Copy out the stretch from the line containing "Q: Locate the dark" through the end of the items, keeping the request line as is. In the answers, multiply every box coordinate by 2.35 and round to a whole number, with halves rounded up.

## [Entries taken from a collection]

++++++++++

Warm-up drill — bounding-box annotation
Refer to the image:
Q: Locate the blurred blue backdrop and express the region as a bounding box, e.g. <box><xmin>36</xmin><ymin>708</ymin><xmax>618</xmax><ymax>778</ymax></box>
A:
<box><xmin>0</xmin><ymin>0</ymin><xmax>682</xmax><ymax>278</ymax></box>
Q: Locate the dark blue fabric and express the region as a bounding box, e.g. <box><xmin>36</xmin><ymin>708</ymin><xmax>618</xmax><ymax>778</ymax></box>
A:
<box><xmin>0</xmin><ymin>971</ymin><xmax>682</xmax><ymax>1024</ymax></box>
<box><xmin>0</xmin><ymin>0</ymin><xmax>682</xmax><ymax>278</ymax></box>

++++++++++

## [FINISHED TASK]
Q: Locate the dark blue fabric and express the region as a bounding box, e.g. <box><xmin>36</xmin><ymin>708</ymin><xmax>618</xmax><ymax>778</ymax></box>
A:
<box><xmin>0</xmin><ymin>2282</ymin><xmax>1603</xmax><ymax>2406</ymax></box>
<box><xmin>0</xmin><ymin>0</ymin><xmax>1603</xmax><ymax>653</ymax></box>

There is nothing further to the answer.